====== FRAGMENTO SELECCIONADO

La primera es la del “monte elevado sobre la cima de los montes” (cf. Is 2,2). Nos recuerda que los frutos de la acción de Dios en nuestra vida no son un don sólo para nosotros, sino para todos. La belleza de Sión, ciudad en la montaña, símbolo de una comunidad renacida en la fidelidad que es signo de luz para hombres y mujeres de cualquier origen, nos recuerda que la alegría del bien es contagiosa. Encontramos confirmación de ello en la vida de muchos santos. San Pedro conoce a Jesús gracias al entusiasmo de su hermano Andrés (cf. Jn 1,40-42), quien, a su vez, junto con el apóstol Juan, es llevado al Señor por el celo de Juan el Bautista. San Agustín, siglos más tarde, llega a Cristo gracias a la ardiente predicación de san Ambrosio, y así muchos otros.

En todo esto, también para nosotros hay una invitación a renovar en la fe la fuerza de nuestro testimonio. San Juan Crisóstomo, gran pastor de esta Iglesia, hablaba del encanto de la santidad como un signo más elocuente que muchos milagros. Decía que “el prodigio fue y pasó, pero la vida cristiana permanece y edifica continuamente” (cf. Homilías sobre el Evangelio de san Mateo, 43, 5), y concluía: “Vigilemos, pues, sobre nosotros mismos, para beneficiar también a los demás” (cf. ibíd.).

Queridos hermanos, si realmente queremos ayudar a las personas con las que nos encontramos, vigilemos sobre nosotros mismos, como nos recomienda el Evangelio (cf. Mt 24,42); cultivemos nuestra fe con la oración, con los sacramentos, vivámosla coherentemente en la caridad, desechemos —como nos ha dicho san Pablo en la segunda lectura— las obras de las tinieblas y vistámonos con la armadura de la luz (cf. Rm 13,12). El Señor, a quien aguardamos glorioso al final de los tiempos, viene cada día a llamar a nuestra puerta. Estemos preparados (cf. Mt 24,44) con el compromiso sincero de una vida buena, como nos enseñan los numerosos modelos de santidad de los que es rica la historia de esta tierra.

============
====== LÍNEAS EXTRAÍDAS

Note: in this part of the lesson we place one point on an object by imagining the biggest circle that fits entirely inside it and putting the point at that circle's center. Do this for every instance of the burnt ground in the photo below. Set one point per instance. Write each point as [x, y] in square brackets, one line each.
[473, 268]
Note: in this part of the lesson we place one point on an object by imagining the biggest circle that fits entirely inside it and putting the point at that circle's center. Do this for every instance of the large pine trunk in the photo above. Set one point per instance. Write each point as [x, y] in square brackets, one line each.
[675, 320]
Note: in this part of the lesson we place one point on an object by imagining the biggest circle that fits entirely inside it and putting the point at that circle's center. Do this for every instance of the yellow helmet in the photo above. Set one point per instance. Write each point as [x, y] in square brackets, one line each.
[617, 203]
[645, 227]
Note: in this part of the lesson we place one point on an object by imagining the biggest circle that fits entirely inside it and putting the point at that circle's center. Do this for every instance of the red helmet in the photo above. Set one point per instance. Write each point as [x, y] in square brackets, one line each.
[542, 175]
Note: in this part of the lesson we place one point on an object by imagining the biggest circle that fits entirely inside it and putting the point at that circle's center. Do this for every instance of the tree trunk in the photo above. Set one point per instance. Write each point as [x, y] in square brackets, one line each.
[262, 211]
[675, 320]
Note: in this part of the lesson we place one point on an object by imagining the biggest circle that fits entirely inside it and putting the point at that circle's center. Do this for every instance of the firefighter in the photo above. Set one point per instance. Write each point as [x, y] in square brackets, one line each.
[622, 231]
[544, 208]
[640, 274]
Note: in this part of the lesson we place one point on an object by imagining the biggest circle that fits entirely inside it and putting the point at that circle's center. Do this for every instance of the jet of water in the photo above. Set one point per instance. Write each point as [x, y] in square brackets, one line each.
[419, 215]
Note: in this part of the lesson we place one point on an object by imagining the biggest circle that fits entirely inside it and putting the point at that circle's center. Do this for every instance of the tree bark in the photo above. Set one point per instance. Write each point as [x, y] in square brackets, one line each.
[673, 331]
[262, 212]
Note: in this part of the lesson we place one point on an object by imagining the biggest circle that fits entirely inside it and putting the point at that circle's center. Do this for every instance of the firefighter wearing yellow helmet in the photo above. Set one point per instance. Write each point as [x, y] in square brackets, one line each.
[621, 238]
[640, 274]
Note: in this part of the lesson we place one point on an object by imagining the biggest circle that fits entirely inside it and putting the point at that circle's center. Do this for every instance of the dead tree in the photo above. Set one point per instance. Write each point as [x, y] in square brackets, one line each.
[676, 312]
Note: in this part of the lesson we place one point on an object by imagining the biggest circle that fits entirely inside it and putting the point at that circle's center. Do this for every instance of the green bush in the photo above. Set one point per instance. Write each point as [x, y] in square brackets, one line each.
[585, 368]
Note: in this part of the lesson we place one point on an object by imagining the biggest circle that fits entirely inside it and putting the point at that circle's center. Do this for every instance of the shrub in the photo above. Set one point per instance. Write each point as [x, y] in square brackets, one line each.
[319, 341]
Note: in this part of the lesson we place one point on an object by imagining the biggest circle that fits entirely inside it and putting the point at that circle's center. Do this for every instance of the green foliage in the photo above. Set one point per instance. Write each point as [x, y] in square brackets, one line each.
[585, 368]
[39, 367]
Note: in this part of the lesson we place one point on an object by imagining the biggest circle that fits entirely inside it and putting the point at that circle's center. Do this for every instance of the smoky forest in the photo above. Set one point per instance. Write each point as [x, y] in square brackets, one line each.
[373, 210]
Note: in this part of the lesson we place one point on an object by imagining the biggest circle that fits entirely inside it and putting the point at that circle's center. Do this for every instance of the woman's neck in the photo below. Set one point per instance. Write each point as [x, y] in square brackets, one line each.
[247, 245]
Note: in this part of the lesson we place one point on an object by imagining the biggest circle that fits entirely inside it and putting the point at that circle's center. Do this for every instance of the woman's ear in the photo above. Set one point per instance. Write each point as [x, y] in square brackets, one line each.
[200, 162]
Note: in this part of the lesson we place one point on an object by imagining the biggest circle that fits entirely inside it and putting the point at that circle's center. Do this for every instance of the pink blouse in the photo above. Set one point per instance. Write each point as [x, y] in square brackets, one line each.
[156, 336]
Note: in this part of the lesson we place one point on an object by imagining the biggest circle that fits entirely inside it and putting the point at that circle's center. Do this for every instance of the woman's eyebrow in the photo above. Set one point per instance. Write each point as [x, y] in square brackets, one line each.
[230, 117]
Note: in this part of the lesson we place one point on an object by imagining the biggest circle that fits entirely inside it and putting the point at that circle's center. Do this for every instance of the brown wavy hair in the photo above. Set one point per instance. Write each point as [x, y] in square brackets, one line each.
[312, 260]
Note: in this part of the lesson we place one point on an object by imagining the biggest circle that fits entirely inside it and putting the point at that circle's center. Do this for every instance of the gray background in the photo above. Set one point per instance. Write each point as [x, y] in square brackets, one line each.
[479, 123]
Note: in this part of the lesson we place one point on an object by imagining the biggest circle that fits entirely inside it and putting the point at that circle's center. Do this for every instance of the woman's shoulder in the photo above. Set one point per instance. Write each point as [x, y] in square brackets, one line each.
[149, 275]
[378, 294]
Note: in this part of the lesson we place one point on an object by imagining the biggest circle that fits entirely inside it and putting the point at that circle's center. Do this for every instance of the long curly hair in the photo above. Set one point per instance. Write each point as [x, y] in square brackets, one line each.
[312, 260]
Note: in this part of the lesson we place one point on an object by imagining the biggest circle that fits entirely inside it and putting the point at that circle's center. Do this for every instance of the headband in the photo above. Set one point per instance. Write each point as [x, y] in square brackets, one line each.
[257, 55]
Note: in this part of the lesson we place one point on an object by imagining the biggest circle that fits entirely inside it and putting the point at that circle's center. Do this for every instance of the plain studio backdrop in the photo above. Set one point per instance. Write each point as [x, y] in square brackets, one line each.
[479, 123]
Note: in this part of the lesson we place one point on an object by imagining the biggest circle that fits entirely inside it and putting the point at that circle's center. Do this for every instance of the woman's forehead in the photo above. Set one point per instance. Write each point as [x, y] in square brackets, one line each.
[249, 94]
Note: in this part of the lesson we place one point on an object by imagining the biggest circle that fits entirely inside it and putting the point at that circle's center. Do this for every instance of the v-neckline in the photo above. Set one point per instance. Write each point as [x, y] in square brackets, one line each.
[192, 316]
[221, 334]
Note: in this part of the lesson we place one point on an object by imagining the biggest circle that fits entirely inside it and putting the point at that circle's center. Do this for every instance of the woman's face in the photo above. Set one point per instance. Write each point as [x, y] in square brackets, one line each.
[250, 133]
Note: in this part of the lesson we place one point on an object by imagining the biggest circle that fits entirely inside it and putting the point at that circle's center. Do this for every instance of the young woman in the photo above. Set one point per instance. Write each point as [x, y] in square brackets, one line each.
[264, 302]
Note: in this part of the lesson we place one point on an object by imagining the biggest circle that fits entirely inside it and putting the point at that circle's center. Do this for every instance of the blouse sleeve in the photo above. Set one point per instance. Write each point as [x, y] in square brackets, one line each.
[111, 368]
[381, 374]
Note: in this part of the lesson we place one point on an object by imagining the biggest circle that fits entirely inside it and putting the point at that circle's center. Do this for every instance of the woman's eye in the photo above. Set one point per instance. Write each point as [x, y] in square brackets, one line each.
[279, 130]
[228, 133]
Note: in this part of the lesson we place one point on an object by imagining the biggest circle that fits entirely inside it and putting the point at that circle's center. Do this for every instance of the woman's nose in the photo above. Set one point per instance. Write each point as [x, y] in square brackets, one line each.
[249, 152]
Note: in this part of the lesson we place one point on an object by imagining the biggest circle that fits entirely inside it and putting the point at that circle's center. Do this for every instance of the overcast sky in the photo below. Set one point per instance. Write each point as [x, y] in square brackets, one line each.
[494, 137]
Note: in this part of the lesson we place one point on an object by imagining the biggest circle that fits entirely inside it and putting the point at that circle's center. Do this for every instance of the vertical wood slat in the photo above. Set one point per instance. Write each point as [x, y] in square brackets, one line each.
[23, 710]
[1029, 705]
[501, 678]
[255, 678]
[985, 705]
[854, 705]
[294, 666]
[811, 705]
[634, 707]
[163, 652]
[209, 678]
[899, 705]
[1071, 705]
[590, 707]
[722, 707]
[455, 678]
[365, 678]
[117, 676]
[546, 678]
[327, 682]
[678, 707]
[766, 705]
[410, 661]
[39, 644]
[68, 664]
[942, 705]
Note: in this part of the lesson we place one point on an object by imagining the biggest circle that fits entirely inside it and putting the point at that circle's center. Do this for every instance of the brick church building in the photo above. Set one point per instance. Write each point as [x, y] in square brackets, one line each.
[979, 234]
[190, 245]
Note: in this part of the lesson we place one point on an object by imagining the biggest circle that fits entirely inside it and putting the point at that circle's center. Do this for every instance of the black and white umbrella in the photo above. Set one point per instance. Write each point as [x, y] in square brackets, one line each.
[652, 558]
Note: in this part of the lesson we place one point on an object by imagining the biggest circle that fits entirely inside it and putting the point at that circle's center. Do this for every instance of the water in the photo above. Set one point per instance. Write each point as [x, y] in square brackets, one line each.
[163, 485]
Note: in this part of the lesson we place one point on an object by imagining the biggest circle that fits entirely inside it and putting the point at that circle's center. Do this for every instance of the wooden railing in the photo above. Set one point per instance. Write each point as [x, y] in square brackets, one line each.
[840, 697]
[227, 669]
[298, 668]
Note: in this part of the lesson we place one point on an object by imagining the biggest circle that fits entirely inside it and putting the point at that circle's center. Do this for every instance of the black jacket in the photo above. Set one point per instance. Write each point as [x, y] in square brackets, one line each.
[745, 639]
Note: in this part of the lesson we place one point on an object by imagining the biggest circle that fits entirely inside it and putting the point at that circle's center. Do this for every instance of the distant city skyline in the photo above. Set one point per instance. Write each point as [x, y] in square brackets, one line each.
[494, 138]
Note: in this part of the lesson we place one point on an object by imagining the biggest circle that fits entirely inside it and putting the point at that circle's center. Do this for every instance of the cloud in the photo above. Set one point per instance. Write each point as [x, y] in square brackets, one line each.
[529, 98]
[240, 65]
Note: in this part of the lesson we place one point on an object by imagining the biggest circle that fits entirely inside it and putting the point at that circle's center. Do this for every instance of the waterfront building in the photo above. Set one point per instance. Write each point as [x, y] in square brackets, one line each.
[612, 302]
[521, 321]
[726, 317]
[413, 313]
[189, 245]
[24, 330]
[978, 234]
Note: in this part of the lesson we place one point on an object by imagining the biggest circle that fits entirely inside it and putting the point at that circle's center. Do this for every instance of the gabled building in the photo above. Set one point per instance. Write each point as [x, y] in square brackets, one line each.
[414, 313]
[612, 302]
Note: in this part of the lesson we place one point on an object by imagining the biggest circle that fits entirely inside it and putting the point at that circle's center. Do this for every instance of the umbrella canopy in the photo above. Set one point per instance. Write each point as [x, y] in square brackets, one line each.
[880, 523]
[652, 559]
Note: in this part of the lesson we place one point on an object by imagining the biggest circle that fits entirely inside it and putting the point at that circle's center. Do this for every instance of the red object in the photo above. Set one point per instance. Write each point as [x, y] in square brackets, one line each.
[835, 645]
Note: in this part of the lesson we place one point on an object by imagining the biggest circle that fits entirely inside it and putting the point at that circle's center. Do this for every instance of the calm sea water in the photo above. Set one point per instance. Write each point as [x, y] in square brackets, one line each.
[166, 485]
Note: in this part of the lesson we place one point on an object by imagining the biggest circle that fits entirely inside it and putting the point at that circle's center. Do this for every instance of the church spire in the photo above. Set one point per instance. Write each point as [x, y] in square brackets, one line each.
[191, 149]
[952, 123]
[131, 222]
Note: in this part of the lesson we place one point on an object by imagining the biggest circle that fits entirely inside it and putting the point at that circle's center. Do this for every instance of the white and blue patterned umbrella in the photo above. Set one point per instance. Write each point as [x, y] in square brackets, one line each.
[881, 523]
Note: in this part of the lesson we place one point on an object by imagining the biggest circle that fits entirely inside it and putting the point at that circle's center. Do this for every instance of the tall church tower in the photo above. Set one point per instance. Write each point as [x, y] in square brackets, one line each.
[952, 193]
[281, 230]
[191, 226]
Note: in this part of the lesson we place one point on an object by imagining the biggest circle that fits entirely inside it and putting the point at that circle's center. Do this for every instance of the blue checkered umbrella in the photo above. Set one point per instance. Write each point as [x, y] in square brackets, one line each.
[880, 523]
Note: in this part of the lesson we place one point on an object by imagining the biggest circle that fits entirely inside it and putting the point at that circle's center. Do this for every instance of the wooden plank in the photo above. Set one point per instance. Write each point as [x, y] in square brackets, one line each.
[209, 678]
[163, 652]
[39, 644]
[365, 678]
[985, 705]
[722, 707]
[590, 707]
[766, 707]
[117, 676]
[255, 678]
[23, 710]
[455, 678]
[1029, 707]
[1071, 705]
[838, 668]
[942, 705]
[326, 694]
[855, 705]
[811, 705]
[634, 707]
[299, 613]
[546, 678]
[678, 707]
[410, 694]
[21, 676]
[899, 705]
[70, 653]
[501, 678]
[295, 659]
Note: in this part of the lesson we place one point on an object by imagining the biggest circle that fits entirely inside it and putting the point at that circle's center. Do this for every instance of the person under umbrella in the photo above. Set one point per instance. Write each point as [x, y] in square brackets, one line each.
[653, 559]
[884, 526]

============

TAREAS:
1) Copia el fragmento seleccionado desde "La primera es" hasta "así muchos otros." y cambia "Sión" por "Jerusalén".
2) Según el fragmento seleccionado, ¿gracias a quién conoce san Pedro a Jesús?
3) Prosigue el texto sobre la santidad y el testimonio a partir del punto en que termina.

RESULTADOS POR TAREA:
1)
La primera es la del “monte elevado sobre la cima de los montes” (cf. Is 2,2). Nos recuerda que los frutos de la acción de Dios en nuestra vida no son un don sólo para nosotros, sino para todos. La belleza de Jerusalén, ciudad en la montaña, símbolo de una comunidad renacida en la fidelidad que es signo de luz para hombres y mujeres de cualquier origen, nos recuerda que la alegría del bien es contagiosa. Encontramos confirmación de ello en la vida de muchos santos. San Pedro conoce a Jesús gracias al entusiasmo de su hermano Andrés (cf. Jn 1,40-42), quien, a su vez, junto con el apóstol Juan, es llevado al Señor por el celo de Juan el Bautista. San Agustín, siglos más tarde, llega a Cristo gracias a la ardiente predicación de san Ambrosio, y así muchos otros.

2) Gracias al entusiasmo de su hermano Andrés.

3)
La segunda imagen que nos transmite el profeta Isaías es la de un mundo en el que reina la paz. Él lo describe así: «con sus espadas forjarán arados y podaderas con sus lanzas. No levantará la espada una nación contra otra ni se adiestrarán más para la guerra» (Is 2,4). ¡Con qué urgencia percibimos hoy esta llamada! ¡Cuánta necesidad de paz, de unidad y de reconciliación hay a nuestro alrededor, y también en nosotros y entre nosotros! ¿Cómo podemos contribuir a responder a esta exigencia?

Para comprenderlo, nos ayudamos del “logotipo” de este viaje( viaje apostólico a Turquía), en el que uno de los símbolos elegidos es el puente. Puede hacernos pensar también en el famoso gran viaducto que, en esta ciudad, cruzando el Estrecho del Bósforo, une dos continentes: Asia y Europa. Con el tiempo, se han añadido otros dos pasos, de modo que actualmente hay tres puntos de unión entre las dos orillas. Tres grandes estructuras de comunicación, intercambio y encuentro; imponentes a la vista, pero tan pequeñas y frágiles si se comparan con los inmensos territorios que conectan.

Su triple extensión a través del Estrecho nos hace pensar en la importancia de nuestros esfuerzos comunes por la unidad en tres niveles: dentro de la comunidad, en las relaciones ecuménicas con los miembros de otras confesiones cristianas y en el encuentro con los hermanos y hermanas que pertenecen a otras religiones. Cuidar estos tres puentes, reforzándolos y ampliándolos de todas las formas posibles, forma parte de nuestra vocación de ser una ciudad construida sobre la montaña (cf. Mt 5,14-16).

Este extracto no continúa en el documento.